What to produce - Reproduce the lines of the material word for word, from the line containing "Target: chocolate labrador" through the last line of the material, including both.

Rows -
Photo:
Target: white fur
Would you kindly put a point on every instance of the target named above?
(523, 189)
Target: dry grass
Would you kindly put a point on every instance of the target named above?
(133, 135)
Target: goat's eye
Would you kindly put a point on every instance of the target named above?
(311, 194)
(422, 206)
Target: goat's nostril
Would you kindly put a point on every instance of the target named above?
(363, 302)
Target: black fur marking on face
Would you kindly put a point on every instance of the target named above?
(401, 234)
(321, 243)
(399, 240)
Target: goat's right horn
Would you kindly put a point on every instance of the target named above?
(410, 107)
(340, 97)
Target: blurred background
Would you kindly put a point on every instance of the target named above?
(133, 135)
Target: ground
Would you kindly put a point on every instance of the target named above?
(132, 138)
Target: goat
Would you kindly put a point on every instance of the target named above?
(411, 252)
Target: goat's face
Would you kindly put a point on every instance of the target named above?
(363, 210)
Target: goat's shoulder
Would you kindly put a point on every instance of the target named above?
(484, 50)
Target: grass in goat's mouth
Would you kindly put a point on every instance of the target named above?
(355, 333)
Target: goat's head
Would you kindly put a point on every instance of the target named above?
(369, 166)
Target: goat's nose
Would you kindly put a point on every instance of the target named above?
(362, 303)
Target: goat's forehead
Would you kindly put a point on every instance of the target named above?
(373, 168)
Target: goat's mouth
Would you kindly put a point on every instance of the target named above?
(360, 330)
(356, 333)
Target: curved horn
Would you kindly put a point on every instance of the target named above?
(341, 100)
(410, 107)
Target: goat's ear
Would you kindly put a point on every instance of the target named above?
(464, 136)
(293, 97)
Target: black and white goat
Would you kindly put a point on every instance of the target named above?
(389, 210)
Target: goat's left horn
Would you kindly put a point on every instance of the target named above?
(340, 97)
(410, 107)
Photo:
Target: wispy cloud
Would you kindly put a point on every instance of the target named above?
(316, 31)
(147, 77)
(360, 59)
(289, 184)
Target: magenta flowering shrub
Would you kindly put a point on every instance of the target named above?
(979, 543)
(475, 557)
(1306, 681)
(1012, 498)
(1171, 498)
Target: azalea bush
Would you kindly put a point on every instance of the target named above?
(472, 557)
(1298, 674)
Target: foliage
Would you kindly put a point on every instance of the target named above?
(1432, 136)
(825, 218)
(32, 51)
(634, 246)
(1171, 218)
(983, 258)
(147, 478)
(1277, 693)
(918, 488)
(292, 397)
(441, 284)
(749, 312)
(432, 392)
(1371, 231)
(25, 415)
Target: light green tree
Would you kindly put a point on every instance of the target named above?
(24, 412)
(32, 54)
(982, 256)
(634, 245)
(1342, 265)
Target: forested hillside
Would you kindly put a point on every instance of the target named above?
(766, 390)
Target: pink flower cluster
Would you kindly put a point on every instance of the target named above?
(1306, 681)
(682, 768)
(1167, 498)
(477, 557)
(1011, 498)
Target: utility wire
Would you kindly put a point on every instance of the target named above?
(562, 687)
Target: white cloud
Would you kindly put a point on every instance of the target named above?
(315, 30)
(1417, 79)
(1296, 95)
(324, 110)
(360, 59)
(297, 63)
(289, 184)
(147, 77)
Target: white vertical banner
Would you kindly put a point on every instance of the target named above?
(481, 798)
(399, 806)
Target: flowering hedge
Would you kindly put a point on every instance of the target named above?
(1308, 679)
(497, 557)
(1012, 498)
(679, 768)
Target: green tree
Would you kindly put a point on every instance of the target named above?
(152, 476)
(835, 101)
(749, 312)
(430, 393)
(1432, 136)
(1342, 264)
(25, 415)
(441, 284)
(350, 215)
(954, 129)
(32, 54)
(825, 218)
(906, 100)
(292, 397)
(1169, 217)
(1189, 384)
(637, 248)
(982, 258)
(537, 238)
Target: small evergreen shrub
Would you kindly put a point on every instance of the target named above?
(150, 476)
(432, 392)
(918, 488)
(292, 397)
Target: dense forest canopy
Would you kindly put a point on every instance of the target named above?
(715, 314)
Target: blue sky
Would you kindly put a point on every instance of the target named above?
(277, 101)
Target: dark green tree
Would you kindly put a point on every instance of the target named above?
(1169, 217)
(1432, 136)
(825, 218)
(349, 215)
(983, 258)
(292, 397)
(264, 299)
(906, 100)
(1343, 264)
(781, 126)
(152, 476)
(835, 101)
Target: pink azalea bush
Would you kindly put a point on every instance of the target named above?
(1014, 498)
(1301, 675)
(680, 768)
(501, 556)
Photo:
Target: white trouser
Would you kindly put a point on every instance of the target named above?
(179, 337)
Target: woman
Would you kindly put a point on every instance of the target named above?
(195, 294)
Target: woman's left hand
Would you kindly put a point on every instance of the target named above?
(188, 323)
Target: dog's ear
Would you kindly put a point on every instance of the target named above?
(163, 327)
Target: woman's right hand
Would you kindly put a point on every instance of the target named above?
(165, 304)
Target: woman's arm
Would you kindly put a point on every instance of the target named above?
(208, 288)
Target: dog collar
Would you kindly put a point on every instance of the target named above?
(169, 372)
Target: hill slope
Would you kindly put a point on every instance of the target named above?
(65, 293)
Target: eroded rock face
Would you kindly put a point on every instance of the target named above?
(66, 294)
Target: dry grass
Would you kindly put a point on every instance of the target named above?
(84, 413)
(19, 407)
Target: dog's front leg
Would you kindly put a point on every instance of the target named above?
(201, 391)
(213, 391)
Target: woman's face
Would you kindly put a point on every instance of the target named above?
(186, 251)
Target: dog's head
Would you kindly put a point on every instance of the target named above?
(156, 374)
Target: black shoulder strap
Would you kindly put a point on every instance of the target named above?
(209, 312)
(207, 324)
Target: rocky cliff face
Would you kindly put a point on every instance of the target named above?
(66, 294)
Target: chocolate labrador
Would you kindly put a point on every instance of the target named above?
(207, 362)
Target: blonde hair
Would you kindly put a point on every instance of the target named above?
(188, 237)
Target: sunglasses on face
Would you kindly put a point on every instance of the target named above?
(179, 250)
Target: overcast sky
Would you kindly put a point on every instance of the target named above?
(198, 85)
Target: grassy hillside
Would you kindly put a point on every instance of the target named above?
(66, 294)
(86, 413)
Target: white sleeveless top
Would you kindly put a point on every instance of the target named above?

Result of the exercise -
Target: chocolate labrador
Would you kindly put a point on every instance of the target named above?
(207, 362)
Target: blonde hair
Would you kindly put a point on every instance of the target named above?
(188, 237)
Target: sunglasses on face
Would you kindly put a point on every instance of the target named above?
(179, 250)
Target: overcast sky
Would you kindly put a point on every instance of the target named above?
(198, 85)
Target: grassy hillside
Would you kindly put a point on every instance of the target named above?
(66, 294)
(86, 413)
Target: white sleeveless top
Would you kindly put a point on every instance of the target named above?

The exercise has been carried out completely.